> _Passage shown_
** start **
The Parties, and each of them, expressly understand that Section 1542 of the
California Civil Code provides as follows:

                  "A general release does not extend to claims
                  which the creditor does not know or suspect
                  to exist in his favor at the time of executing
                  the release which, if known by him, must have
                  materially affected his settlement with the
                  debtor."

         The Parties, and each of them, agree and acknowledge that they are
familiar with Section 1542 of the California Civil Code. The Parties, and each
of them, further agree and acknowledge that their respective waivers of all
rights or any similar benefits under that Section and under any similar statutes
of any other jurisdiction (to the full extent that the Parties lawfully may
waive all such rights and benefits with respect to the subject matter of this
Separation Agreement) are essential terms of this Separation Agreement, without
which the consideration given pursuant to this Separation Agreement would not
have been given by the Parties, and each of them.

         F.       MATTERS NOT INCLUDED AS A RELEASED CLAIM

         The parties agree that the agreements and acknowledgments set forth in
Article VII below are not subject to any of the foregoing releases.
** end **
> _Records shown_
** start **
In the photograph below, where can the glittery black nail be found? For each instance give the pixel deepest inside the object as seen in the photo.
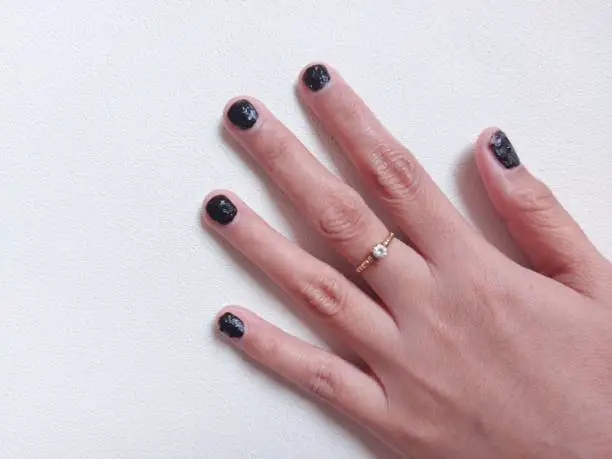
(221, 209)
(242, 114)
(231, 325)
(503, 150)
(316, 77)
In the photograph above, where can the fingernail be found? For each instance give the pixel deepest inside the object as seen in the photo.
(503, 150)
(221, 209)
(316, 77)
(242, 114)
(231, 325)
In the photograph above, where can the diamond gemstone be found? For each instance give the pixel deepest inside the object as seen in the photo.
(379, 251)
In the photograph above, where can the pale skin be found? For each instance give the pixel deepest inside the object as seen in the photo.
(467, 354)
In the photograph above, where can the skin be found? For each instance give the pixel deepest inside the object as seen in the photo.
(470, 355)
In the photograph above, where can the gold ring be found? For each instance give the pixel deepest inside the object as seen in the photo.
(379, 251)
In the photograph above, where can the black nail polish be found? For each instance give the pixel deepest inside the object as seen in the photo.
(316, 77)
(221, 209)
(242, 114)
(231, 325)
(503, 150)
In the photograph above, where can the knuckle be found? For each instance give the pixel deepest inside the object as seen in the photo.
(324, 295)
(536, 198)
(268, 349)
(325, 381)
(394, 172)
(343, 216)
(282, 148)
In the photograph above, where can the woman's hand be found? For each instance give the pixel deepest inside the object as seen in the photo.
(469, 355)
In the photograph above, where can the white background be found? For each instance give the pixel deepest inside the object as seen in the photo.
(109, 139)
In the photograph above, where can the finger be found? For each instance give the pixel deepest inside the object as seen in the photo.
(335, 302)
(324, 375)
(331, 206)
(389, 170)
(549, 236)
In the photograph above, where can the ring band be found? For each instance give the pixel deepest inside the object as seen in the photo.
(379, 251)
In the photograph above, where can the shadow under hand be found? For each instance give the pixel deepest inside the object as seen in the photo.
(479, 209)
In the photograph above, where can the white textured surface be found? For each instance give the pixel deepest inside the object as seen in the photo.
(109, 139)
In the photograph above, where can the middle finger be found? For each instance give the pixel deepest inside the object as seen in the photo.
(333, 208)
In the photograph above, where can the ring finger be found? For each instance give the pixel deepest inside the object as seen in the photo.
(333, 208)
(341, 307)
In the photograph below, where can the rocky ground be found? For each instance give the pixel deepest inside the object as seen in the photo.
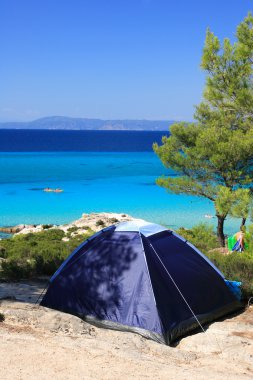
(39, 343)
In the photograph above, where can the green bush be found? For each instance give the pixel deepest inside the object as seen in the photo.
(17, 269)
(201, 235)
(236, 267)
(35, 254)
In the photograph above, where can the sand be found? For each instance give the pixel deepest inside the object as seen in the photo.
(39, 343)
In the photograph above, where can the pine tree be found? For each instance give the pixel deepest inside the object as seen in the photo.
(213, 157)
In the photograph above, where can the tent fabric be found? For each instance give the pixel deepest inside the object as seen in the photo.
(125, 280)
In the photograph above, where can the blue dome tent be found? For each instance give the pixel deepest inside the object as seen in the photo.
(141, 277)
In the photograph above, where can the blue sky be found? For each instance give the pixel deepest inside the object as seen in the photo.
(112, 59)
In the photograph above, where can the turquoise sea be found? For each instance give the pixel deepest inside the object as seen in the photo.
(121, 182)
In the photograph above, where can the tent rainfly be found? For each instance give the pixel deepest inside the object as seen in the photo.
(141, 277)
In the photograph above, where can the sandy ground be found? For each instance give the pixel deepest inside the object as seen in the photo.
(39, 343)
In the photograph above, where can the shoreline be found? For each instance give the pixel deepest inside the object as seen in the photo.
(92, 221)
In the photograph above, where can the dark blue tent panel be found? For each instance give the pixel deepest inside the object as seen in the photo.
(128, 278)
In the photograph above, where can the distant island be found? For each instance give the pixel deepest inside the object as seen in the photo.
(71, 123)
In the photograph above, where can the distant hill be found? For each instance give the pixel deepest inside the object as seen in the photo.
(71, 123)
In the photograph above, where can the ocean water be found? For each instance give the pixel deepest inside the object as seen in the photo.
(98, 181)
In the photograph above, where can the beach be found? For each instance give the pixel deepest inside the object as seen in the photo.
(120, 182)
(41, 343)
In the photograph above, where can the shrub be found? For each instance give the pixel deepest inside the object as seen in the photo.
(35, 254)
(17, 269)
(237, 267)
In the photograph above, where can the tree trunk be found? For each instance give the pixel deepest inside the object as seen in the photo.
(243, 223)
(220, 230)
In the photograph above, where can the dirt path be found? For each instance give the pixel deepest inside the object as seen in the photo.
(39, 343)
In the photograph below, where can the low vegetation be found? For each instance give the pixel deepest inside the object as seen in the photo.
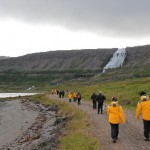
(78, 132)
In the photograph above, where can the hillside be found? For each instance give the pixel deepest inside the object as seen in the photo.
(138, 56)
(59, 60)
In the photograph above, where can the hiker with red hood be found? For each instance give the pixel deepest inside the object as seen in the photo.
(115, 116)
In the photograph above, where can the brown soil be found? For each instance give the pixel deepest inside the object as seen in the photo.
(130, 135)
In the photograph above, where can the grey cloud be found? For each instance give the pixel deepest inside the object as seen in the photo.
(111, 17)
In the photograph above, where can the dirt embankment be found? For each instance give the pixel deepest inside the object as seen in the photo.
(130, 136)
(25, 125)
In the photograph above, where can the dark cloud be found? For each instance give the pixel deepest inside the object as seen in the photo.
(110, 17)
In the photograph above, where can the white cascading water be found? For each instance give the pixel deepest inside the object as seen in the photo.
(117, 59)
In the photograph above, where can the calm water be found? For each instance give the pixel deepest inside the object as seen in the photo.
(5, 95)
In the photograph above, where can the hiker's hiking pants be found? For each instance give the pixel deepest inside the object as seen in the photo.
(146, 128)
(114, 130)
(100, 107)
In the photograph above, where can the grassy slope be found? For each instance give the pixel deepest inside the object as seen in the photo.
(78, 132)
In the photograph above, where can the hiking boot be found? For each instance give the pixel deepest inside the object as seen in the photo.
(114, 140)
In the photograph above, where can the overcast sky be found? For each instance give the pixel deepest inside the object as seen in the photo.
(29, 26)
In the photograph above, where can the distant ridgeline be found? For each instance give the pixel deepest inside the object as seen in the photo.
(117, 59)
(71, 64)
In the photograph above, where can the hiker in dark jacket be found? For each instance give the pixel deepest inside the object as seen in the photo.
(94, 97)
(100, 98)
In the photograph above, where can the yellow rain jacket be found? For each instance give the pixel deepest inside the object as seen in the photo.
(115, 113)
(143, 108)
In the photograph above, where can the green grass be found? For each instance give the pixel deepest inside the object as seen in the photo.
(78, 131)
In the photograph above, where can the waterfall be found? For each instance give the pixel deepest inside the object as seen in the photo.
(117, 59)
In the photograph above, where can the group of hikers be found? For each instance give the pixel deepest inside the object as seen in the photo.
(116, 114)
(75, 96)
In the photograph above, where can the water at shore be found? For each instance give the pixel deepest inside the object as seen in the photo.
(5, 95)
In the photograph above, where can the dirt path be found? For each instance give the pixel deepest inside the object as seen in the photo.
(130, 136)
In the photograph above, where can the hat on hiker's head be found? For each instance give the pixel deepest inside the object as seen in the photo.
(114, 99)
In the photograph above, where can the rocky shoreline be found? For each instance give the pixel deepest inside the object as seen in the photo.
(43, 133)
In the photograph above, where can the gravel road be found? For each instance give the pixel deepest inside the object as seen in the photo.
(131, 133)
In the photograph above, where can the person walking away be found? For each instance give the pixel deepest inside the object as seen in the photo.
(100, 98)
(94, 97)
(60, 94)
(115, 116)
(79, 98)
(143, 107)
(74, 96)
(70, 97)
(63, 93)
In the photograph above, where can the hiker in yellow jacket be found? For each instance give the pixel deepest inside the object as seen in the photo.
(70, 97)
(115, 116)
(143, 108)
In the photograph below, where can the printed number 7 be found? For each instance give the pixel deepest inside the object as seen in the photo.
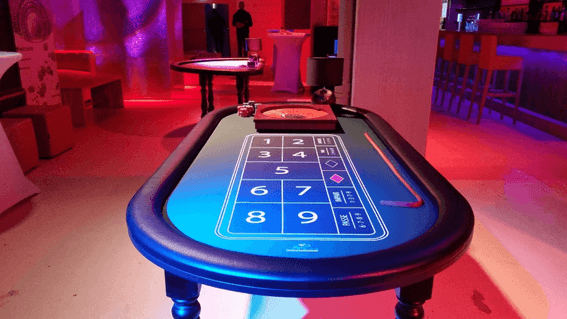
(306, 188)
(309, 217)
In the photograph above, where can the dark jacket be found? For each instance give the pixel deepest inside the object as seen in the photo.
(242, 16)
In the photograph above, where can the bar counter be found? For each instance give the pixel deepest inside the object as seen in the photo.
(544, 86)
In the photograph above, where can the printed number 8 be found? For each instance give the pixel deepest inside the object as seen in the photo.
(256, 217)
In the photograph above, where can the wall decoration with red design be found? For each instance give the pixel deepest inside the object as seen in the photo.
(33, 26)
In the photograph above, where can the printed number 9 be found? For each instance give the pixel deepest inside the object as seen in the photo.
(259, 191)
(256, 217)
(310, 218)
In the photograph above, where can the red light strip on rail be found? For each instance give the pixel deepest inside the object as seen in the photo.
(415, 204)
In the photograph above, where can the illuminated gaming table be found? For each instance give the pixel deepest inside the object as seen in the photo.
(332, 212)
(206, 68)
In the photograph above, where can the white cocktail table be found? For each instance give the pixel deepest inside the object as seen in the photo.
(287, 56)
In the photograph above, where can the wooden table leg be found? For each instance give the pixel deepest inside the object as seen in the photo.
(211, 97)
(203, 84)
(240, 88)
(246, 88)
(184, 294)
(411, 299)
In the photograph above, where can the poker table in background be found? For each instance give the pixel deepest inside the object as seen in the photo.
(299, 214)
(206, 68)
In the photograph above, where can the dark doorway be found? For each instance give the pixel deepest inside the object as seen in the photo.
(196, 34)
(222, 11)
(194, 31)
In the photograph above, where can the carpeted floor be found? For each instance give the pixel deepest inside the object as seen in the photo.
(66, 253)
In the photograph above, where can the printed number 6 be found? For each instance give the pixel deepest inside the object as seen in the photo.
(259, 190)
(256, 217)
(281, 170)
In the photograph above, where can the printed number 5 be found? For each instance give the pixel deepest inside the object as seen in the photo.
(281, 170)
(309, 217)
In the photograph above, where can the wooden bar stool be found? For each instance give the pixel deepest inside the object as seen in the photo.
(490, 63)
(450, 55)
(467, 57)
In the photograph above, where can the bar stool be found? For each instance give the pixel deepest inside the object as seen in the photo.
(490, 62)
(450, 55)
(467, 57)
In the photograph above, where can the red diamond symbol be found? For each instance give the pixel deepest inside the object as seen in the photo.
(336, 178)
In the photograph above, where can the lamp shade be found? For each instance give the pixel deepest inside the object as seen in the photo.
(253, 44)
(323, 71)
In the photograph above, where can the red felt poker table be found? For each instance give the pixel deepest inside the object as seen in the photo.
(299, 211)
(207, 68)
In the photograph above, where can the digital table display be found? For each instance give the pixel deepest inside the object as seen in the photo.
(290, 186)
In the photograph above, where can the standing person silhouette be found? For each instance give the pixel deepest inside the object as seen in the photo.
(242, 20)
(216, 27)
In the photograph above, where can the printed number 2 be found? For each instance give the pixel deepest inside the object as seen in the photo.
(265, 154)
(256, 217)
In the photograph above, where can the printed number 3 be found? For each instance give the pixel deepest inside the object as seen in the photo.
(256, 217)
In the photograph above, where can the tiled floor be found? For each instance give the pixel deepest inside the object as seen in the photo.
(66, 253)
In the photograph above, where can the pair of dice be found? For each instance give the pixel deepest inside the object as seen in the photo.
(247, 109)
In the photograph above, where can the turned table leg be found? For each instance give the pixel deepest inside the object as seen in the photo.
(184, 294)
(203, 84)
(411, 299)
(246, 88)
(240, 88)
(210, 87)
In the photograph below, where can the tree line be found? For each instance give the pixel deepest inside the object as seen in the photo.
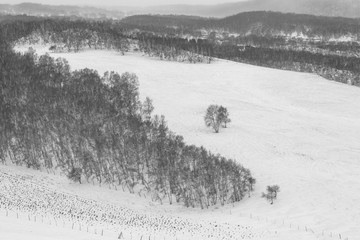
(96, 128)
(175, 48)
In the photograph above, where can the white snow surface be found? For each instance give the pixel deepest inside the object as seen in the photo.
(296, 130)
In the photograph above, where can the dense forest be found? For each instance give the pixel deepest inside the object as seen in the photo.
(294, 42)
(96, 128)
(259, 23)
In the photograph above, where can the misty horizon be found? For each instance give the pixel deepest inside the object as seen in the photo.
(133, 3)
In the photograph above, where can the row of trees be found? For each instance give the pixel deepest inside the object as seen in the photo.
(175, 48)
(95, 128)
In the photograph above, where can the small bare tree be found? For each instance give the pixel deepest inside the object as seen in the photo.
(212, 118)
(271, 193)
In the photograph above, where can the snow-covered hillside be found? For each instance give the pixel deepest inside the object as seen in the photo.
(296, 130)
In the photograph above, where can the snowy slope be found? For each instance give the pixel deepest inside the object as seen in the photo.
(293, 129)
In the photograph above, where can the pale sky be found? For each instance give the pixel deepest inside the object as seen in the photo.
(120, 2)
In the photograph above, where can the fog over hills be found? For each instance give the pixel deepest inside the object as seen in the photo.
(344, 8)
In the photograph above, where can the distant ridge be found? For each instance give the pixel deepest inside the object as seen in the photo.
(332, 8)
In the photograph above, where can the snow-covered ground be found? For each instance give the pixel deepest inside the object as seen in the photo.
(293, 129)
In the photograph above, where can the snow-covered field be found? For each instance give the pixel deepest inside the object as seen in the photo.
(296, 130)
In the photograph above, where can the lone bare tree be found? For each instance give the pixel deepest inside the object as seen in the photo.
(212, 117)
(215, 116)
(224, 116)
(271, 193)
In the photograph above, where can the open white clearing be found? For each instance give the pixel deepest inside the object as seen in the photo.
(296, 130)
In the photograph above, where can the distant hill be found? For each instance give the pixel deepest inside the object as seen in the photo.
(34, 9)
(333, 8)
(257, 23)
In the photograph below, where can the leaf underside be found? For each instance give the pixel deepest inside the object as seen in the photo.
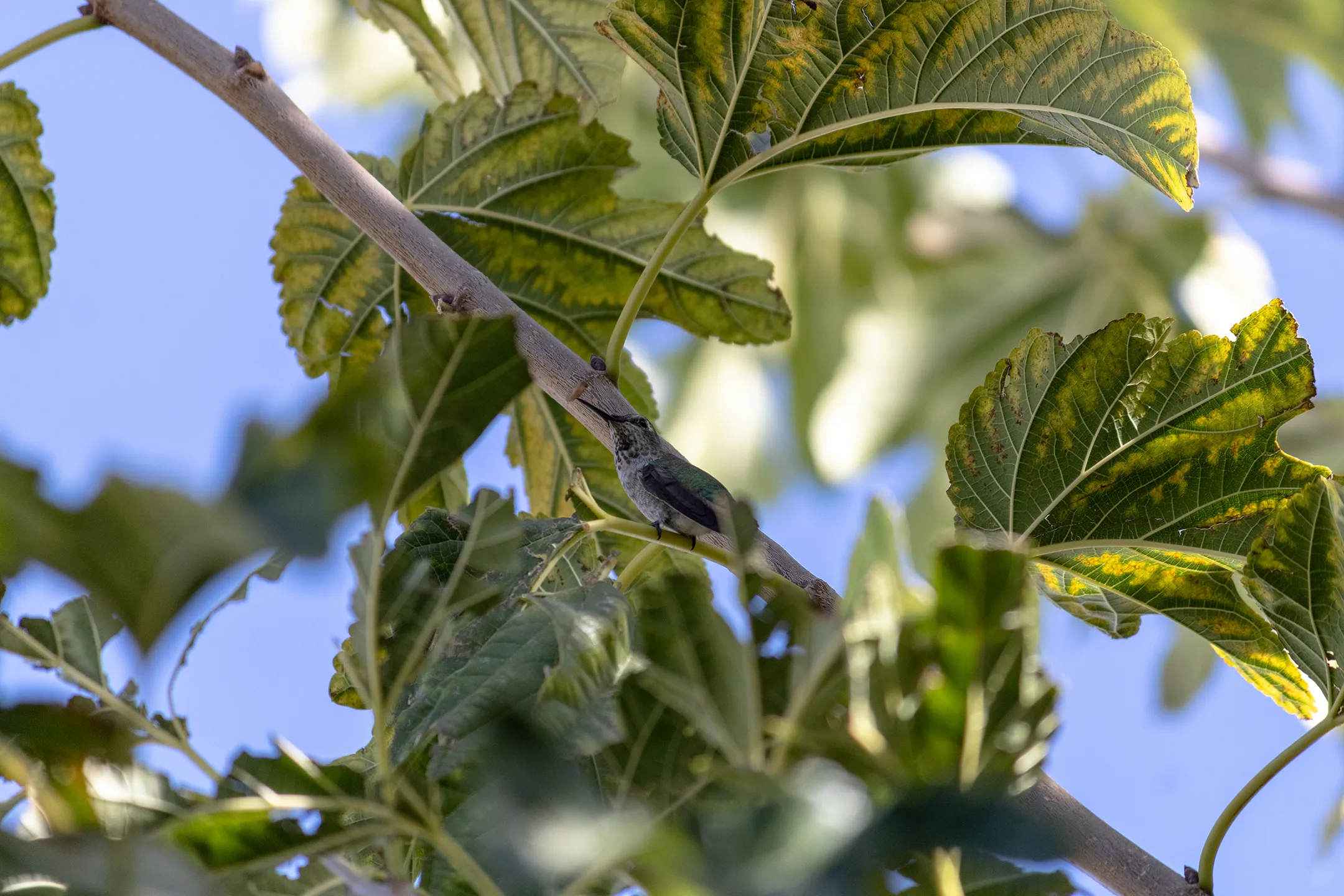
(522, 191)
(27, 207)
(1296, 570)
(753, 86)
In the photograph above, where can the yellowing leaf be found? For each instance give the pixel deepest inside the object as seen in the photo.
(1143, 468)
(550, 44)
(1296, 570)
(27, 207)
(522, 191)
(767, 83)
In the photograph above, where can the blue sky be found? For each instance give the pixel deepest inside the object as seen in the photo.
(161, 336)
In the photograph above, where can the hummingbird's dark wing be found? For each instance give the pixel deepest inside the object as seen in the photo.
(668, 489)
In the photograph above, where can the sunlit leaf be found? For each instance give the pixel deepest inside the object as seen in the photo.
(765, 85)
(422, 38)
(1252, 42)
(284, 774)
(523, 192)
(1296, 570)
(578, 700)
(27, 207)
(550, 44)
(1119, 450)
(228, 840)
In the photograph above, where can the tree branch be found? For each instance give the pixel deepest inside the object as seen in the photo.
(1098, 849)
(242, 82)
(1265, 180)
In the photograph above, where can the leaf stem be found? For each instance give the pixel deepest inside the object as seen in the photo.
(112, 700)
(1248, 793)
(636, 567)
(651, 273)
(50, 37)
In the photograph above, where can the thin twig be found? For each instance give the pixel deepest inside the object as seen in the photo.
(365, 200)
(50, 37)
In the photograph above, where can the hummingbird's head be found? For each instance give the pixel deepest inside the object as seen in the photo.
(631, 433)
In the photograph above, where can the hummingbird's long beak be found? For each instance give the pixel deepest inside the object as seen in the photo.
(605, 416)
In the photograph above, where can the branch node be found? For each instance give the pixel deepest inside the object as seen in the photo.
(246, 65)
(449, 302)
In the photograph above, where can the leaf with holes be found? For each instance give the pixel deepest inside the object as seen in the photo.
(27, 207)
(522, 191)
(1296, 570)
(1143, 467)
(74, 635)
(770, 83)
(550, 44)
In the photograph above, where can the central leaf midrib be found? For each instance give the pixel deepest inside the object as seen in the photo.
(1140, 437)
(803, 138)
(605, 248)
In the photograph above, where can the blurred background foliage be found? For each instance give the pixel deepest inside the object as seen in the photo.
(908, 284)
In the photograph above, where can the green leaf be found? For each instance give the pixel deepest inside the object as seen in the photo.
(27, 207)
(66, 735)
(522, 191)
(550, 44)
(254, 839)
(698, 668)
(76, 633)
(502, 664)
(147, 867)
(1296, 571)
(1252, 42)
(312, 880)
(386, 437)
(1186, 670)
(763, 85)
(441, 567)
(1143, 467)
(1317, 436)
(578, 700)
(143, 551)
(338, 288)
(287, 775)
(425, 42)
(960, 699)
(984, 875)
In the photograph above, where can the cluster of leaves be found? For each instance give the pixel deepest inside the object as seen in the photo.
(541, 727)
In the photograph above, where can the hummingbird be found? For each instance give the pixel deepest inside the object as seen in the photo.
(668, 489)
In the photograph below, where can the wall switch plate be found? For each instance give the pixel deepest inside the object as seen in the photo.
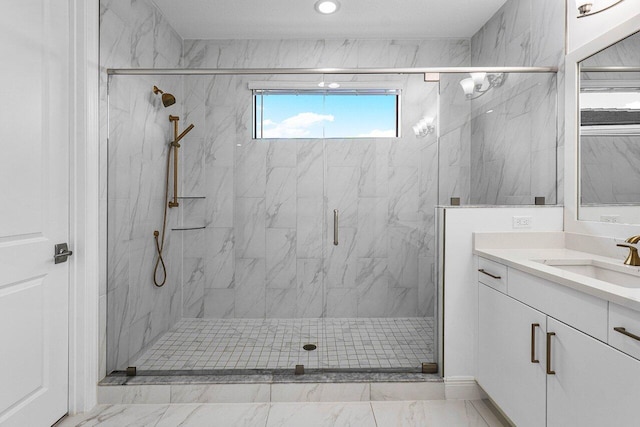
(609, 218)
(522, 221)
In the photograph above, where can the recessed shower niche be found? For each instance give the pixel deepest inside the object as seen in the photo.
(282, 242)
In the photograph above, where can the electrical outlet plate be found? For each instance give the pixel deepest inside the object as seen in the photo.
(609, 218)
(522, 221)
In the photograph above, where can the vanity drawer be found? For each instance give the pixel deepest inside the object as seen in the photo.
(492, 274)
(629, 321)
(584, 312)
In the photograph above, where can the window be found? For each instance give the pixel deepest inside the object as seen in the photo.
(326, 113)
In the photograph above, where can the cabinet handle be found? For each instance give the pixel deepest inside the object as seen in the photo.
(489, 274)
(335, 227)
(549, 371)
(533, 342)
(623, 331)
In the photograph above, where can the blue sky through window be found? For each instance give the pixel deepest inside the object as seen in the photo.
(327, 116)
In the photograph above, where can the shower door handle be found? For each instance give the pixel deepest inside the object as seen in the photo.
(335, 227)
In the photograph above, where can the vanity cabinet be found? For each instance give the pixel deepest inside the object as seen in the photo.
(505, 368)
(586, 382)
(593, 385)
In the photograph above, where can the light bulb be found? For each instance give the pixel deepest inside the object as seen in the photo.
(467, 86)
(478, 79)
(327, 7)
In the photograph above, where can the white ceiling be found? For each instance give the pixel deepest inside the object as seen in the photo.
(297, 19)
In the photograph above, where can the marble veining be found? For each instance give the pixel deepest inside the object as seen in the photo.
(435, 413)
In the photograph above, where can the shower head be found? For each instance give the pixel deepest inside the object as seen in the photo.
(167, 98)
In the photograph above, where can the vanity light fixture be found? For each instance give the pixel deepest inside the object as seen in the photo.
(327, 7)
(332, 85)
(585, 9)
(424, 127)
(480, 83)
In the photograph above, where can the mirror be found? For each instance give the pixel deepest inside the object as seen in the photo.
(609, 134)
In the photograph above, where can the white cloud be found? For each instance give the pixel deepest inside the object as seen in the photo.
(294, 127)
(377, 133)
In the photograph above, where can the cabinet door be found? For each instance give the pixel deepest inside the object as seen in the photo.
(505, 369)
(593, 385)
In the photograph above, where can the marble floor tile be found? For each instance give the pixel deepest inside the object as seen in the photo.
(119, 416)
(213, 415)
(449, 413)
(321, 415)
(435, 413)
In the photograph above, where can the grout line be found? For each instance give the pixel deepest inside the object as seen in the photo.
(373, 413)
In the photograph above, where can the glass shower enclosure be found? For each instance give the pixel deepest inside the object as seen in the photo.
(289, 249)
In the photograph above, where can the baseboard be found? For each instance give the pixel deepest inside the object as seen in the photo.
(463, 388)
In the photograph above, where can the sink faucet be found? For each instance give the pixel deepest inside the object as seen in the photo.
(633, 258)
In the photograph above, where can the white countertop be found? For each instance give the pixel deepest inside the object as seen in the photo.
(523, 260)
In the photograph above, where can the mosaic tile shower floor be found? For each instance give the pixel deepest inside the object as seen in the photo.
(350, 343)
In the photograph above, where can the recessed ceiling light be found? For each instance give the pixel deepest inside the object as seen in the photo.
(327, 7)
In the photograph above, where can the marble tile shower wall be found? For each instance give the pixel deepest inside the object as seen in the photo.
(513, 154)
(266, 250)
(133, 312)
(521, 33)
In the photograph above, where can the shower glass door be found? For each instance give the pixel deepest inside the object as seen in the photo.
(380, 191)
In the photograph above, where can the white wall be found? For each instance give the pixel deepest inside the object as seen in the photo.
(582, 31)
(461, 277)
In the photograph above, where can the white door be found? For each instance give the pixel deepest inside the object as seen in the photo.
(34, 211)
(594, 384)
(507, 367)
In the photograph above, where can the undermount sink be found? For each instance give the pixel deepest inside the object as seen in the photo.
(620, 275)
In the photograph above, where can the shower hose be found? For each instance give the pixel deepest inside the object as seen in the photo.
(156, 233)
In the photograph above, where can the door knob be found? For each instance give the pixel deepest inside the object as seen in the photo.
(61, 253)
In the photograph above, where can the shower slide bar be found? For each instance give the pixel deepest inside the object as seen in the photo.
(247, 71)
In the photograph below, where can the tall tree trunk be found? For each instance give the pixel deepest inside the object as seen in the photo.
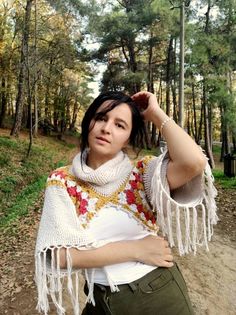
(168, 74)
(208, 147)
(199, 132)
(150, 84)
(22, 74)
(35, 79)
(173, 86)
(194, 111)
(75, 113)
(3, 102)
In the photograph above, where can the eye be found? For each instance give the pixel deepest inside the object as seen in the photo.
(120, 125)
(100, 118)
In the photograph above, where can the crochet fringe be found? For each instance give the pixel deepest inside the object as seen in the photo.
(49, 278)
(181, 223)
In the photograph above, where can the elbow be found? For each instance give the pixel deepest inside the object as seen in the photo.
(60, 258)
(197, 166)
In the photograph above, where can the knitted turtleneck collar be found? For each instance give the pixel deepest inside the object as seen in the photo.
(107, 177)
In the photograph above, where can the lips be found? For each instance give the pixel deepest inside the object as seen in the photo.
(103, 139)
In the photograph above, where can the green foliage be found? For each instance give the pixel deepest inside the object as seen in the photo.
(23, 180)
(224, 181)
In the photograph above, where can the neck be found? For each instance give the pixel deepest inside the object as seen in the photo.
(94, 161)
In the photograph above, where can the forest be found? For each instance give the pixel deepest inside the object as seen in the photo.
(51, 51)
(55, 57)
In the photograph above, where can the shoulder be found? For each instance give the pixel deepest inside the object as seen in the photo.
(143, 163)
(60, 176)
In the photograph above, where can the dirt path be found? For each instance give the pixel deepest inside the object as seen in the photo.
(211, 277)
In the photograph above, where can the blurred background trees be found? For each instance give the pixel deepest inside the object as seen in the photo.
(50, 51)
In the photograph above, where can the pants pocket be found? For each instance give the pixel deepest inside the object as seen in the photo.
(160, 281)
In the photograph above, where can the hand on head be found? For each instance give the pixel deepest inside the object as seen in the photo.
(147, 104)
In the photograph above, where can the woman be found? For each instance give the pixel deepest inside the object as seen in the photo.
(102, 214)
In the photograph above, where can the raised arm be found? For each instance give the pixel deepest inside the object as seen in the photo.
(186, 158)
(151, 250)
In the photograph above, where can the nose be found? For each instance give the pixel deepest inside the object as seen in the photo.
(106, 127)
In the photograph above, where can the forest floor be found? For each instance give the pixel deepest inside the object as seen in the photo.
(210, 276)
** end **
> _What to work on_
Pick up the separation agreement excerpt after its final sentence and continue it. None of the material is required here.

> _Right answer_
IV.      ASSUMPTION OF RISK REGARDING RELEASED CLAIMS

         A.       The Parties acknowledge that there is a risk that, after
execution of this Separation Agreement, they may discover, incur or suffer
claims that were unknown or unanticipated at the time of this Separation
Agreement, including, but not limited to, unknown or unanticipated claims that
arise from, are based upon or are related to any facts underlying the Released
Claims, which had they been known or more fully understood, may have affected
the Parties' decisions to execute the Separation Agreement as it currently is
written. Each Party knowingly and expressly assumes the risk of these unknown
and unanticipated claims and agrees that this Separation Agreement and the
general releases set forth within it apply to all such unknown, unanticipated or
potential claims.

         B.       Furthermore, it is the intention of the Parties, by entering
into this Separation Agreement, to settle and release fully, finally and forever
all Released Claims and any and all claims that now exist, or may have at any
time existed or shall come to exist in connection with the Dispute or Beard's
employment and relationship with DTS. In furtherance of the Parties' intention,
the releases given within this Separation Agreement (including, without
limitation, the waivers set forth in Article III, paragraph C, above) shall be
and remain in effect as full and complete releases and discharges of the
Released Claims and of any related matters notwithstanding the discovery by any
Party of the existence of any additional or different claims or the facts
relative to any such claims.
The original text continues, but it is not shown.